## Exercise aim
All the entries need to be quoted exactly, apart from the pictures, which you should drop.

## start Supplied material

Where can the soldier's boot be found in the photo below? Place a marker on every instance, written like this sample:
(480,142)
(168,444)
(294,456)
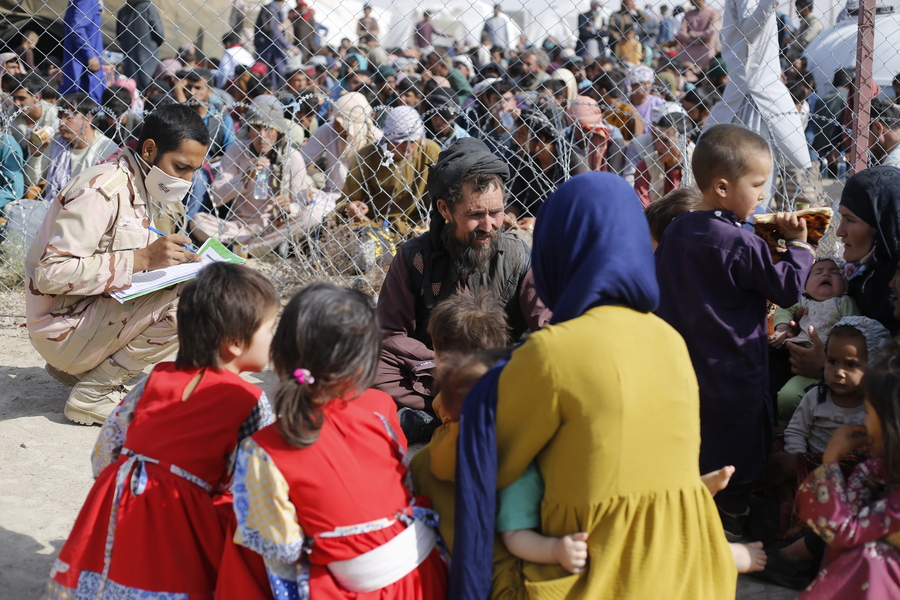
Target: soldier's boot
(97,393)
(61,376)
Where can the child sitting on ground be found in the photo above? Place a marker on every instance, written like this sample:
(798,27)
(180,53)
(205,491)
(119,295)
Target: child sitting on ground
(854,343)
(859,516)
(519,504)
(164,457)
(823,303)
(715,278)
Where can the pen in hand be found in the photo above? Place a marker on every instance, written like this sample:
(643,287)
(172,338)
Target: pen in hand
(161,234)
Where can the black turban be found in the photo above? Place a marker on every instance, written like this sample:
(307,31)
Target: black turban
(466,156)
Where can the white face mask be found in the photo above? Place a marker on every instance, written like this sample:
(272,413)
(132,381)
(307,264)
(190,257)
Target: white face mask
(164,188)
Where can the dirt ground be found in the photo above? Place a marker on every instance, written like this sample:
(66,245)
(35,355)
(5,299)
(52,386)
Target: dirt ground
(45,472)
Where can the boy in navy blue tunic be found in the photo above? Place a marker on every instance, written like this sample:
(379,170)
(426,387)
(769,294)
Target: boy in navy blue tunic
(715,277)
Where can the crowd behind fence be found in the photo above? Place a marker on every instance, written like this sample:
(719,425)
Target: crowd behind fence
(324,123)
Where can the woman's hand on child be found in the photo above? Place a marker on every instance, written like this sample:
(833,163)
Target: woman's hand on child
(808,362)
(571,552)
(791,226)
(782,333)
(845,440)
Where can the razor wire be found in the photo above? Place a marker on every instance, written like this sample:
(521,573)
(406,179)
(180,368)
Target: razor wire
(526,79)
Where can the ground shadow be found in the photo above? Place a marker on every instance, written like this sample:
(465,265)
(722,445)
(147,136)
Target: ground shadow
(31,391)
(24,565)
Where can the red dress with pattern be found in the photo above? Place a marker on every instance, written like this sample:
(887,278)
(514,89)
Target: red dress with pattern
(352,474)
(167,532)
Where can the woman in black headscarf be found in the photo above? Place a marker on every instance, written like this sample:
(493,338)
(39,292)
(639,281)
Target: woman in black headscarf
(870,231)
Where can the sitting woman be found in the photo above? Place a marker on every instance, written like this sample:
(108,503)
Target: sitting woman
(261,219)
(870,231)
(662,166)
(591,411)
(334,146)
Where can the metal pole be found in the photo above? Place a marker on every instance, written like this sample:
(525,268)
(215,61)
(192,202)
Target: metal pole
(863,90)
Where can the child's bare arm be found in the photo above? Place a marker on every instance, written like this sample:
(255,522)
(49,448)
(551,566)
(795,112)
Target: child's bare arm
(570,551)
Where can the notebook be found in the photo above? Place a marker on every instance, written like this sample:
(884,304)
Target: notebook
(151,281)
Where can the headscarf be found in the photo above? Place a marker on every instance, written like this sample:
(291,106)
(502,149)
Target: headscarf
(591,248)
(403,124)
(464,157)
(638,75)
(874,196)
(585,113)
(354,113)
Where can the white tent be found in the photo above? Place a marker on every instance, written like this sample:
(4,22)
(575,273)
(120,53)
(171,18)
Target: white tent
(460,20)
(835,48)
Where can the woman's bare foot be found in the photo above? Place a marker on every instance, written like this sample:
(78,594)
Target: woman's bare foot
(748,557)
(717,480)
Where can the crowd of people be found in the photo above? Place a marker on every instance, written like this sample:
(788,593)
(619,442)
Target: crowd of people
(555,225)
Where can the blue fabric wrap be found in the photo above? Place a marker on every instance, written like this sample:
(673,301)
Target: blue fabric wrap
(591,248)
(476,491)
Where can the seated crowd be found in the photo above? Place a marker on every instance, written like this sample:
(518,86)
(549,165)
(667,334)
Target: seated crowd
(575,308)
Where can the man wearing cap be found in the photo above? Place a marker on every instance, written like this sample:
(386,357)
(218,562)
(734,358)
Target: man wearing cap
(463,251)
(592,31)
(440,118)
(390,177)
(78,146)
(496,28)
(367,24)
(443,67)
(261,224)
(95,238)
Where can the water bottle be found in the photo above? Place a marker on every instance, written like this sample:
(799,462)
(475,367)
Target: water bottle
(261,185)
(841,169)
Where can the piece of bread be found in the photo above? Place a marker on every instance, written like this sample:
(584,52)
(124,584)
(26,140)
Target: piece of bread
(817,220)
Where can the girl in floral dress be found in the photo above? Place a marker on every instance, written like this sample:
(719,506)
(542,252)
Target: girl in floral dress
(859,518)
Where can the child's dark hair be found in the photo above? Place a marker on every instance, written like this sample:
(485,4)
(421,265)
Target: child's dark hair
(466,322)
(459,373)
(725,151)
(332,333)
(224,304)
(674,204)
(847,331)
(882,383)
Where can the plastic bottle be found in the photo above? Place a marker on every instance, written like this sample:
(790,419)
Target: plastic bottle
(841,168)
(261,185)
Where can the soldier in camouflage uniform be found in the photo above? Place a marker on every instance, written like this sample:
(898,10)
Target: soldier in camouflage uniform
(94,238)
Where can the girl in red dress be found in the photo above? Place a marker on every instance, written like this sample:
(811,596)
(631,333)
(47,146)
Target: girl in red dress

## end Supplied material

## Written solution
Where can the soldier's boot be found in the photo below? Place a marker on every instance, written like this sample:
(480,142)
(168,444)
(294,456)
Target: soldier's boot
(97,393)
(61,376)
Where can the child sitting on ground be found in the photo above? Place a marker on every instance, written like this sample:
(798,27)
(180,53)
(205,491)
(119,295)
Target: child sitting on ground
(854,343)
(859,516)
(519,504)
(164,457)
(823,303)
(715,278)
Where can the pen in hand be found in the photo above? Place a marker on every instance, written like this sample:
(643,287)
(172,338)
Target: pen in hand
(161,234)
Where can the black turban be found in the photo above? Place a marker on every instance, written like this sample:
(307,31)
Target: black turban
(466,156)
Where can the white face mask be found in the photo above? Place a marker on every instance, written like this sample:
(272,413)
(132,381)
(307,264)
(190,257)
Target: white face mask
(164,188)
Where can the dirt ground be found in the photo above? Place a marker on every instance, written like this sample:
(66,245)
(35,355)
(5,299)
(52,386)
Target: dirt ground
(45,472)
Where can the boy in navy blue tunic be found in the photo above? Place a marker on every instance, written like this sample:
(379,170)
(426,387)
(769,294)
Target: boy in navy blue tunic
(715,277)
Where can the crowd behind fence be found in the photo above? Place a marker on every instance, written like this sample:
(719,425)
Target: crowd behind fence
(324,123)
Where can the woman's hand on child be found in the photo above? Place a marker on every instance, written like this sample:
(833,163)
Target: woman's hand on child
(808,362)
(571,552)
(791,226)
(782,333)
(845,440)
Where can the razor wire be found in the photo above? Place a marker on every instance, written like this sample:
(521,573)
(406,179)
(180,368)
Target: razor wire
(526,79)
Where can the ground shadow be found in the photo above? Place a marker on every instance, written like this sample:
(465,265)
(722,445)
(147,136)
Target: ground shadow
(31,391)
(24,565)
Where can the red dress with pattern be found in the photo above? Place a marker on every instance, written like this sample:
(887,278)
(514,89)
Target: red dress with pattern
(352,474)
(167,532)
Where can the woman in black headscarf be found in the photo above? Place a marker on every instance, written like this sample:
(493,338)
(39,292)
(639,281)
Target: woman in black headscarf
(870,231)
Where can the sitting woman be found in the photo above? Place a marker on every instance, written like this sample:
(108,503)
Target: sitting woman
(261,219)
(870,231)
(662,166)
(591,411)
(334,146)
Where can the metal pole be found in the photo above? Place a marker on every instance, written like this sample:
(525,268)
(215,61)
(192,202)
Target: metal pole
(863,90)
Where can the child's bare arm be found in the photo above? Place a marker on every instance, written like this sample:
(255,522)
(49,448)
(551,566)
(795,112)
Target: child's bare arm
(570,551)
Where can the notebook be found in the photo above? Place a marker on every instance, written like this sample:
(884,304)
Target: notebook
(151,281)
Where can the headscarf be found in the photo above? Place a marker on every instance, written like this sample:
(291,106)
(502,149)
Target: headscarf
(591,248)
(403,124)
(464,157)
(638,75)
(874,196)
(585,113)
(354,113)
Where can the white tent be found in the photo above? Place a marker on every instance, written like this sample:
(4,22)
(575,273)
(120,53)
(171,18)
Target: white tent
(460,20)
(835,48)
Where can the woman's bare foot be found in the photo above? Place a marker on every instance, written like this sample:
(78,594)
Target: woman's bare foot
(748,557)
(717,480)
Where can the crowd of people be found in the photo above? Place a marker on every instance, written like this sample:
(788,593)
(619,442)
Target: crowd of people
(555,225)
Where can the blue fabric wrap be found in the photo above? Place a marker on every instance, written like this sample:
(673,301)
Target: blue fabric wrap
(591,248)
(476,491)
Where can the seated crowd be found in the photo above? Place a marker on every instance, written like this sample:
(518,86)
(549,165)
(667,334)
Target: seated crowd
(575,308)
Where can the man wearing cap be found in the photo above? Place a marker on every instance, written like this sample:
(386,357)
(218,562)
(734,358)
Target: man wearing cap
(463,251)
(592,31)
(440,118)
(390,177)
(78,146)
(496,28)
(367,24)
(443,67)
(261,224)
(95,238)
Where can the water bottle be found in the photo above? Place a marker on every instance, written like this sample:
(799,462)
(475,367)
Target: water bottle
(261,185)
(841,169)
Where can the piece of bread be found in the photo above? Place a marker on every instance, written like this sample:
(584,52)
(124,584)
(26,140)
Target: piece of bread
(817,220)
Where can the girl in floral dress be found in the photo above? Place a marker on every instance, written like this sample:
(719,506)
(542,252)
Target: girl in floral dress
(859,518)
Where can the child's dark hair be found in the photo above? Place a marker on every instance, written like this sample:
(485,4)
(421,265)
Target: child's dark hair
(466,322)
(459,373)
(725,151)
(332,333)
(224,304)
(674,204)
(847,331)
(882,383)
Where can the plastic bottle be found in the photo above? Place a marker on every instance, written like this sample:
(790,419)
Target: plastic bottle
(841,168)
(261,185)
Where can the soldier in camouflage uniform be found in the photo above? Place a marker on every instance, written like this sample:
(898,10)
Target: soldier in camouflage uniform
(94,238)
Where can the girl in red dress be found in the photo above? Place a marker on every instance, written like this sample:
(811,596)
(631,333)
(47,146)
Target: girl in red dress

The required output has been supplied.